* _TASK DESCRIPTION_
The expected response is an exact repetition of every record, with images excluded.

Records contained in a dataset

>>>

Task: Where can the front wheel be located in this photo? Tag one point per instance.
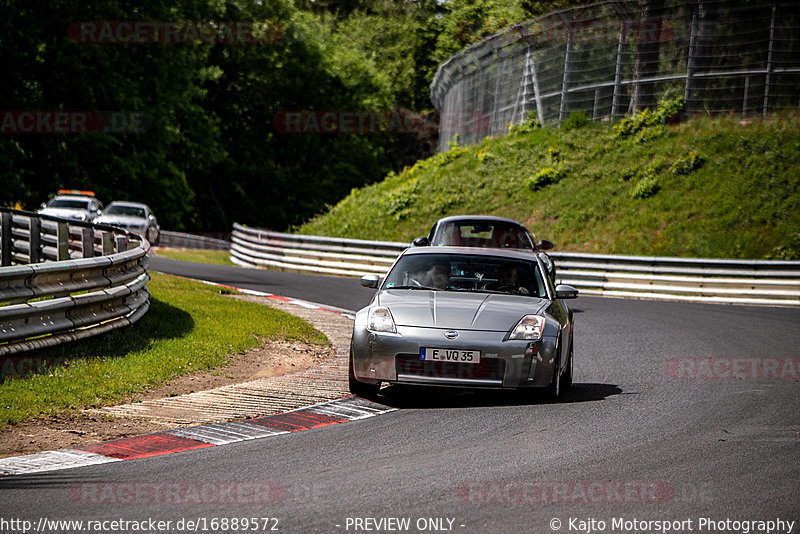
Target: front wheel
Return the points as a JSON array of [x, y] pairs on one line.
[[362, 389], [566, 378], [554, 389]]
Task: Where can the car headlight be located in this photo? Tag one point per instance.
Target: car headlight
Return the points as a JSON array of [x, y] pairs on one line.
[[380, 320], [529, 328]]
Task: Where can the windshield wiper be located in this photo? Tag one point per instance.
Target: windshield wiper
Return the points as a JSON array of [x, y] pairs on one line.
[[415, 287]]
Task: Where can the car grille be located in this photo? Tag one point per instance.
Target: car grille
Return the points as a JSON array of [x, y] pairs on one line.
[[488, 368]]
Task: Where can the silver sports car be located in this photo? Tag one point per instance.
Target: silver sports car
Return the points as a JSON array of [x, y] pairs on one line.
[[456, 316]]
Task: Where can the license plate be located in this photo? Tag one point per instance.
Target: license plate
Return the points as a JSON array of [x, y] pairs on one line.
[[450, 355]]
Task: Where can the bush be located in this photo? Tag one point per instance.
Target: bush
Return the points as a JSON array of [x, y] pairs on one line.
[[576, 119], [688, 163], [646, 187], [544, 177], [645, 119], [528, 125]]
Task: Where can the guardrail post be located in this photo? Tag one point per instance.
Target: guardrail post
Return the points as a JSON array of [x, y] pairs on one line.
[[5, 241], [35, 240], [62, 246], [122, 243], [107, 240], [87, 242]]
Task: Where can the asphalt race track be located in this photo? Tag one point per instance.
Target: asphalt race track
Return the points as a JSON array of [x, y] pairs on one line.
[[680, 412]]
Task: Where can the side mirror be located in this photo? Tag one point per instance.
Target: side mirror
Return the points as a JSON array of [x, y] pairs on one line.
[[370, 280], [563, 291]]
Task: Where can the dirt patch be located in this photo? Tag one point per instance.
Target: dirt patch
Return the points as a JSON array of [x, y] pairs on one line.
[[272, 358]]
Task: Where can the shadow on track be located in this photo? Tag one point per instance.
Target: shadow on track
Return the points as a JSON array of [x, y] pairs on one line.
[[427, 397]]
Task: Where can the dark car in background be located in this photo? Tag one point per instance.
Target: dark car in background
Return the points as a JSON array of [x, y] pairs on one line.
[[487, 231], [133, 216], [74, 205]]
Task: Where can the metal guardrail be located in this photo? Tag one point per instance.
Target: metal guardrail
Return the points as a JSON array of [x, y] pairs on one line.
[[61, 280], [748, 282], [212, 241]]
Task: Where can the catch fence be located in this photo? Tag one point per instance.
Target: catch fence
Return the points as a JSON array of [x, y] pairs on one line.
[[611, 58]]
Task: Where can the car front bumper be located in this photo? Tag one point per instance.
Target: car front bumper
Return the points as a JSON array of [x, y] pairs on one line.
[[503, 363]]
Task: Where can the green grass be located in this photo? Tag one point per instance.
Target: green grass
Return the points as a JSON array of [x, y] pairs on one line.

<<<

* _RESPONSE TO THIS TASK_
Task: Where can the front wheel be located in this photo? Tag one point per instance.
Target: front wheel
Return the points as a JSON array of [x, y] pairs on one line.
[[362, 389], [566, 378], [554, 389]]
Task: Where can the car headlight be located in this photo? Tag one point per instance.
Target: car headlight
Return the points as a JSON array of [x, y] pairs on one line.
[[380, 320], [529, 328]]
Task: Where can the windshield wiper be located in this photo? Tag one point per instance.
Target: windshield wiper
Return the points as a JSON array of [x, y] pairs on one line.
[[415, 287]]
Task: Where can the car grille be located in this photo? Tag one point per instance.
Target: car grille
Return the points as a JSON array of [x, y] pairs on one line.
[[488, 368]]
Task: Where can the silver sports car be located in this photo? Tag one point per instance.
Target: silver sports car
Return the points as a JSON array of [x, y] pairs on one line.
[[456, 316]]
Task: Where can the license plate be located in this photo? Tag one point per instance.
Target: license plate
Return the points as a JSON array of [x, y] pairs on one line.
[[450, 355]]
Task: Where can the bush be located in this photo? Tag one point per instance.
Target: bush
Return the points as a JSON array of [x, y] pairs on one line.
[[576, 119], [688, 163], [646, 187], [544, 177], [645, 119], [528, 125]]
Task: Where can the guardrail post be located in this photo? Tag one point per instance.
Target: guardrail post
Return the points as a JSON array of [x, y] pairs on one line.
[[5, 241], [35, 240], [62, 246], [122, 243], [107, 240], [87, 242]]
Task: Where can the asphalt race track be located in this photo? Tag one point per instance.
Target: asphalt race track
Return the points as a JSON array of [x, y] pairs on one line.
[[680, 412]]
Task: Where can the side mirror be located in this photo? Tag one point per instance.
Target: side mirror
Return the points as a JSON array of [x, y] pairs on one line.
[[370, 280], [563, 291]]
Task: Where can the dirt patch be located in this photo? Tag one point per instance.
Target: dirt patch
Return the points as a JSON array of [x, y] pairs on one line.
[[272, 358]]
Task: Where can the shadow on track be located in this photo? Tag one point per instance.
Target: shadow on track
Return the points as a JSON array of [x, y] pairs on one line.
[[427, 397]]
Task: Where can the dark car in background be located in this photo? Tag one point per instance.
Target: dark car in background
Return the points as a JSON array of [x, y] pairs on one line.
[[487, 231], [133, 216], [74, 205]]
Task: Where can the metal guardrail be located in this photo? Tag one point per instance.
Target: metal guardrail
Return the points as a JSON array of [x, y] pairs on one line.
[[61, 280], [748, 282], [212, 241]]
Task: Where can the catch fence be located in this photo? Tag one point per instance.
Target: catch fence
Return the points as a JSON array of [x, y] pairs on one line.
[[611, 58]]
Task: Where can the car front bumper be located in this photo? Tag one point per instance.
Target: car front bumper
Return the points as a JSON array of [x, y] pairs on one line.
[[503, 363]]
Task: Where can the green grass be located in this photo? Tag one point per instance.
Target: green grass
Return the points as a JSON array of [x, y] pairs on one line.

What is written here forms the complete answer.